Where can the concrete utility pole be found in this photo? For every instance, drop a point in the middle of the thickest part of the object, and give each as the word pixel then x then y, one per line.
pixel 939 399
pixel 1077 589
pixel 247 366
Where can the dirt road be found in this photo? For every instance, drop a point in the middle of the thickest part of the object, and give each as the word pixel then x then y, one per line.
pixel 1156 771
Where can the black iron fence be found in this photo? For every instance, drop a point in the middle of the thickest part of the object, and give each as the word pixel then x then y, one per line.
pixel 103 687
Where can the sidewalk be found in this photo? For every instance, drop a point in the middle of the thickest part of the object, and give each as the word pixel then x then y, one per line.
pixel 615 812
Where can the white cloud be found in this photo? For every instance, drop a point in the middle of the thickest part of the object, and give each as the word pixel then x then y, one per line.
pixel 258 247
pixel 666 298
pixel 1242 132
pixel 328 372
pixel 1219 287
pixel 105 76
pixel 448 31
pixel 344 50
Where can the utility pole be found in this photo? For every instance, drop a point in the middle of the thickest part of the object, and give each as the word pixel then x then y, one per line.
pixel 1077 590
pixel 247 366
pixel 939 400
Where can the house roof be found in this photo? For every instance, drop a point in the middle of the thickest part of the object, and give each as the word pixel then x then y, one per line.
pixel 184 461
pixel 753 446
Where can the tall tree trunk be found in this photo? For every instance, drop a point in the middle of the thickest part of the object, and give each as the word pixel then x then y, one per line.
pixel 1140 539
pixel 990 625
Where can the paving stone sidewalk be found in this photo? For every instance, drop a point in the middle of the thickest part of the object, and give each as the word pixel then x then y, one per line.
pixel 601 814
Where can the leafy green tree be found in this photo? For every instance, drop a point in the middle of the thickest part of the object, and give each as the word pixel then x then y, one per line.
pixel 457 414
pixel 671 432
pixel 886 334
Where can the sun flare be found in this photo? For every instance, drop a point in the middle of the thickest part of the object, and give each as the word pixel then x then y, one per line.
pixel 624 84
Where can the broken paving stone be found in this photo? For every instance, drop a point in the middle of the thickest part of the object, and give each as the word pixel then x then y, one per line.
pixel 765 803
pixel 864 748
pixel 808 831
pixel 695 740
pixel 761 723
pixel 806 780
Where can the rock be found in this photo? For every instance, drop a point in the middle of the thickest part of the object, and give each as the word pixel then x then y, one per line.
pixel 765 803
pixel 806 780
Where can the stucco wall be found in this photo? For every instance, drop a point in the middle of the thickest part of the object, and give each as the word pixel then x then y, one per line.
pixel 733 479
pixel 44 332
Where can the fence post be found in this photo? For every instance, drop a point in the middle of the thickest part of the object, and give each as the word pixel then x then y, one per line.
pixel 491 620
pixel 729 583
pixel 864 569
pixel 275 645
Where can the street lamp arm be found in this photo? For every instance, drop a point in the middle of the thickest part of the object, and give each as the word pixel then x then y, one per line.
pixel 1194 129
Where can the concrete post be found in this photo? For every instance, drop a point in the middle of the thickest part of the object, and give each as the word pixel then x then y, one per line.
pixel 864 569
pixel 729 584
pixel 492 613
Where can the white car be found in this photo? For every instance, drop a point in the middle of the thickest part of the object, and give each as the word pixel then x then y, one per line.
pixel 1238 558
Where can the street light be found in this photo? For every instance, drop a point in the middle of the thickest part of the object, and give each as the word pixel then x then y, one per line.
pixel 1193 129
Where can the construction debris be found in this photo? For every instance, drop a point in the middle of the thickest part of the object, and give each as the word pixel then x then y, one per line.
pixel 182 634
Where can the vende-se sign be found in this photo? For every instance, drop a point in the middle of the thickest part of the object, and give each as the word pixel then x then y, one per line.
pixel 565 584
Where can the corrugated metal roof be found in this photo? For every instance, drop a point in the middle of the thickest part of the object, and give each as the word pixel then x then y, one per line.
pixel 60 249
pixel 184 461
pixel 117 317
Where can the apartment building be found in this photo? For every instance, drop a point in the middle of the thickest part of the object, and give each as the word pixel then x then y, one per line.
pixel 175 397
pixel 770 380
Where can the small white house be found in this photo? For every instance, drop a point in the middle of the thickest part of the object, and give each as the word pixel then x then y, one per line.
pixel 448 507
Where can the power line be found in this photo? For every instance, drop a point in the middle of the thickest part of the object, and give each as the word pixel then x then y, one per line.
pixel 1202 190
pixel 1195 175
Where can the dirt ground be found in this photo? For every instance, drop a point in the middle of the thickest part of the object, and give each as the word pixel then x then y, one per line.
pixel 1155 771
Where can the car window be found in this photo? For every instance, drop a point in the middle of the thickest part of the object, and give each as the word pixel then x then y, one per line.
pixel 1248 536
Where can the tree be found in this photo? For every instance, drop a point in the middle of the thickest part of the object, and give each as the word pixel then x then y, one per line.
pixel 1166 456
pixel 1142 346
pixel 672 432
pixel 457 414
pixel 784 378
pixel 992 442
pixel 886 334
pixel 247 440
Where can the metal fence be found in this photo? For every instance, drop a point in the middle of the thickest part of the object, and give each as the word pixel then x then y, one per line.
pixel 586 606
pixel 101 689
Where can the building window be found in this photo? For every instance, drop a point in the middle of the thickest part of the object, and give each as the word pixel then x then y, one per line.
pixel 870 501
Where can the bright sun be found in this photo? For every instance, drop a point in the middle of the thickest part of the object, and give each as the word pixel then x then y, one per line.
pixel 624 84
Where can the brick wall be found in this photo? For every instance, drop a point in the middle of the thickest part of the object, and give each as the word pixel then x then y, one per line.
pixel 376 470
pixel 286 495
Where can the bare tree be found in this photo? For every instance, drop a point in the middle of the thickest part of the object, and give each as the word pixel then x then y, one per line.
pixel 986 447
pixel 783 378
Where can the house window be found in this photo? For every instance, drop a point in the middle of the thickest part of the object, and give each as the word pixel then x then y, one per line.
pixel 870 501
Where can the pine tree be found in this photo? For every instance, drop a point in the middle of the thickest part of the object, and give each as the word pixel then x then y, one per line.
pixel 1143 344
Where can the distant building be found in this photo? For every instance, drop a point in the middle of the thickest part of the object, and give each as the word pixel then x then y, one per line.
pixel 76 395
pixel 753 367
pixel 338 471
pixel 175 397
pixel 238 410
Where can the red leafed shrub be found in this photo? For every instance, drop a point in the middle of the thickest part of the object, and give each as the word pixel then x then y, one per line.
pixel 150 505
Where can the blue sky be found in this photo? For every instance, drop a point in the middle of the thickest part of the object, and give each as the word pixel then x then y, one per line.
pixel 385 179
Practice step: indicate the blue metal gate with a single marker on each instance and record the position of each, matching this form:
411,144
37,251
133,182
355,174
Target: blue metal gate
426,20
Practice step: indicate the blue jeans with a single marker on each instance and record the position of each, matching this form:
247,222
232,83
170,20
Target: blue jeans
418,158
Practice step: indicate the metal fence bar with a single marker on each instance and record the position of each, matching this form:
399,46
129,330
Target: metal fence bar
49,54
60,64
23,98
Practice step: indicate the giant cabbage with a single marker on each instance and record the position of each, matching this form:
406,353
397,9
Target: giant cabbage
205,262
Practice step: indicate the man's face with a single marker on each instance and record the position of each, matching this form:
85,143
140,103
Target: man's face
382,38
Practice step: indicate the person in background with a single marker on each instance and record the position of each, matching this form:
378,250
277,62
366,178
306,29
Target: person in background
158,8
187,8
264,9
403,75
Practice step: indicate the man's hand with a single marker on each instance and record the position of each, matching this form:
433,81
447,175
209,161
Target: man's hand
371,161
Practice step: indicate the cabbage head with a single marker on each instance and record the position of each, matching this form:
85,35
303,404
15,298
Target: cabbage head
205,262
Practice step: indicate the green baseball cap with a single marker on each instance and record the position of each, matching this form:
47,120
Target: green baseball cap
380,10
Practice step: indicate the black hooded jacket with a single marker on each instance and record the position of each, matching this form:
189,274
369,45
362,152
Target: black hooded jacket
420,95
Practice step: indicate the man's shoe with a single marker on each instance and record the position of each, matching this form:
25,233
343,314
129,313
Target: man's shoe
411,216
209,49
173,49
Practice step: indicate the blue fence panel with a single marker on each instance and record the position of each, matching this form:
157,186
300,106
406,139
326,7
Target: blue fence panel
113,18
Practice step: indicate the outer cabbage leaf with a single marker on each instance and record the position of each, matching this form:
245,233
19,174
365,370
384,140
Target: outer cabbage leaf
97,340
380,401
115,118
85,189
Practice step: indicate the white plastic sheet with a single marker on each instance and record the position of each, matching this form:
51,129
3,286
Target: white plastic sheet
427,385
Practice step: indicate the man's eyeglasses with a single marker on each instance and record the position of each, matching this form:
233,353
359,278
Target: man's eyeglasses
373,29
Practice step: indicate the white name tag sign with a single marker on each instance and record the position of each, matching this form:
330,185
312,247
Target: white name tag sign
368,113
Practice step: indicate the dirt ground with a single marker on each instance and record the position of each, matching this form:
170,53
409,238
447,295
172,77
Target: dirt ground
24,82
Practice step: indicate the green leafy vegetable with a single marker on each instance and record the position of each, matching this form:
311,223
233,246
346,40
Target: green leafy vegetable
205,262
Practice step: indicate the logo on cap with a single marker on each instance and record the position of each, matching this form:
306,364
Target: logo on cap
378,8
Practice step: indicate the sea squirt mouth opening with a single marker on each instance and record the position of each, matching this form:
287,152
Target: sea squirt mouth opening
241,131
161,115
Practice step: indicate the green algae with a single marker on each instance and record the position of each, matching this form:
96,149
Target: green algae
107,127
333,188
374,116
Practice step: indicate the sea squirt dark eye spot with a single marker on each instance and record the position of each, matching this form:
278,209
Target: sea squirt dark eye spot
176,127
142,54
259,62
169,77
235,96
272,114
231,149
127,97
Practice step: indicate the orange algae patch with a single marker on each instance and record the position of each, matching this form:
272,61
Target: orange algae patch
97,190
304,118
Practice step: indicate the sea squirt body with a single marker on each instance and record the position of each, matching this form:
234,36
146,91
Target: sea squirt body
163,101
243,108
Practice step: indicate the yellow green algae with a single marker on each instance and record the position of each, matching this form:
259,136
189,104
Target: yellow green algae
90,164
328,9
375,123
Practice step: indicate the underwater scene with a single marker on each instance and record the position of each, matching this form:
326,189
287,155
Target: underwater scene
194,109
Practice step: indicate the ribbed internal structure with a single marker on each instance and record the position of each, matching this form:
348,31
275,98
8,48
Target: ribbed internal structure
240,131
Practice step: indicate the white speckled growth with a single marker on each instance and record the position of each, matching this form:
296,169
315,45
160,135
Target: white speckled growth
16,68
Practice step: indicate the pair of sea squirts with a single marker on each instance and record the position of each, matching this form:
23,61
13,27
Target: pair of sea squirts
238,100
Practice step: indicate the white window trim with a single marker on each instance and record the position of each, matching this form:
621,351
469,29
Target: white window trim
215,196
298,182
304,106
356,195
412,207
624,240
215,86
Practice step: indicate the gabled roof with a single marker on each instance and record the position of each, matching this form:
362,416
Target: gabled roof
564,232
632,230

Task brief:
Reproduce everything in the listing from the line containing "Where can the stucco" down to the line containing "pixel 44 332", both included, as a numbered list with blank lines omitted.

Task output:
1. Where can the stucco wall be found in this photo? For every instance, drop a point in the middle of the thickest part of the object, and give each as the word pixel then x then y, one per line.
2. pixel 733 479
3. pixel 44 332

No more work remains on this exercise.